> SET OF TASKS:
• A. According to the polio text, how many polio cases were there worldwide in 1988?
• B. Please reproduce the polio text word for word from "(READ: A 1954" to "Pakistan and Nigeria.".

In Pakistan’s tribal areas, anger over drones and suspicions over vaccinators disrupts an effort to eradicate a deadly disease
There is no military drone as stealthy as a virus—and there may be no virus as stealthy as polio. That is a very bad thing for the 161,000 children under five in Pakistan’s North Waziristan tribal area, any number of whom will enter this summer healthy and active, and exit it unable ever to walk again. And, given the slippery nature of the polio virus, what happens in North Waziristan could soon be happening all over Asia.
(READ: A 1954 cover in TIME: “Closing In on Polio”)
Until very recently, polio appeared to be at the very brink of eradication—which would make it only the second disease ever to be wiped out in the wild, following smallpox, which was finally vaccinated out of existence in 1977. As recently as 1988, there were 350,000 cases of polio world wide, distributed across 125 countries. Thanks to an aggressive, 24-year eradication campaign headed by UNICEF, WHO, the CDC and Rotary International, however, there were only 650 cases worldwide last year and only 73 so far this year—confined to just three countries: Afghanistan, Pakistan and Nigeria.

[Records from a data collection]

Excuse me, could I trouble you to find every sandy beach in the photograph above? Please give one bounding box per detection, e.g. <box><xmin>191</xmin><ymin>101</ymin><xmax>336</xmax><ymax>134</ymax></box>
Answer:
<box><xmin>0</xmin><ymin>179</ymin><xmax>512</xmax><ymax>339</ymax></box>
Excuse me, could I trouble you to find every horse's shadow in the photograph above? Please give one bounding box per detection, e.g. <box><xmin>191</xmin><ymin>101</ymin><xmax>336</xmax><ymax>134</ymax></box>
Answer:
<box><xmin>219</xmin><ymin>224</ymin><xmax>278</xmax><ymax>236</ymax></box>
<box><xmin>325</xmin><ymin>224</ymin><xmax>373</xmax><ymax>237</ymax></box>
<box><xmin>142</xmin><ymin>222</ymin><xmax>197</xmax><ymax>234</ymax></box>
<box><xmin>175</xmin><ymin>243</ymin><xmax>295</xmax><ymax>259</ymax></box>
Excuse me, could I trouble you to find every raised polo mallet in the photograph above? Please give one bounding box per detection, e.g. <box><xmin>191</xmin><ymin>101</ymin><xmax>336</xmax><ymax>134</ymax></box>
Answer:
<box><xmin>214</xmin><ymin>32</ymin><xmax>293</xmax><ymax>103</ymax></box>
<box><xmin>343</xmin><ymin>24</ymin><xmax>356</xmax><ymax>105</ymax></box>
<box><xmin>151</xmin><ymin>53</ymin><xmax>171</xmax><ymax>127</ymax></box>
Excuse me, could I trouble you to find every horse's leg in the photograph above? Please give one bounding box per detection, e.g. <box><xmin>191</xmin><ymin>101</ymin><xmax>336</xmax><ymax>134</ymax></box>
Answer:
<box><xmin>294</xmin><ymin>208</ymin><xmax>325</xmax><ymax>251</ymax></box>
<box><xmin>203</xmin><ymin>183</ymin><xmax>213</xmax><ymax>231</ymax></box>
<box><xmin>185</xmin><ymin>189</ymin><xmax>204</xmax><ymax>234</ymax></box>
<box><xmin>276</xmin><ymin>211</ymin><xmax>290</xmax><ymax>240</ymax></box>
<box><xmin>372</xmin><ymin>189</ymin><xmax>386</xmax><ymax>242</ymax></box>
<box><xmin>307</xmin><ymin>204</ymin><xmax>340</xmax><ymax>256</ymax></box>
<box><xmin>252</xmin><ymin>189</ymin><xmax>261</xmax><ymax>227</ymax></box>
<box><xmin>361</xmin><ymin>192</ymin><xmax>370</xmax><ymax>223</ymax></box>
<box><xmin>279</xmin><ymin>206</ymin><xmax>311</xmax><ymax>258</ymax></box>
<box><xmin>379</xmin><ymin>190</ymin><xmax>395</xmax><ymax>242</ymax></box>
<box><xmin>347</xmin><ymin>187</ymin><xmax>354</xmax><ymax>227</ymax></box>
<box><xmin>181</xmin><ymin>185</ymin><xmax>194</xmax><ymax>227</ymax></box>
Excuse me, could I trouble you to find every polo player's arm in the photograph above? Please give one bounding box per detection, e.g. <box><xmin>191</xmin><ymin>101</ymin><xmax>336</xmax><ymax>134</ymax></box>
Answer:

> ANSWERS IN ORDER:
• A. There were 350,000 cases.

• B.
(READ: A 1954 cover in TIME: “Closing In on Polio”)
Until very recently, polio appeared to be at the very brink of eradication—which would make it only the second disease ever to be wiped out in the wild, following smallpox, which was finally vaccinated out of existence in 1977. As recently as 1988, there were 350,000 cases of polio world wide, distributed across 125 countries. Thanks to an aggressive, 24-year eradication campaign headed by UNICEF, WHO, the CDC and Rotary International, however, there were only 650 cases worldwide last year and only 73 so far this year—confined to just three countries: Afghanistan, Pakistan and Nigeria.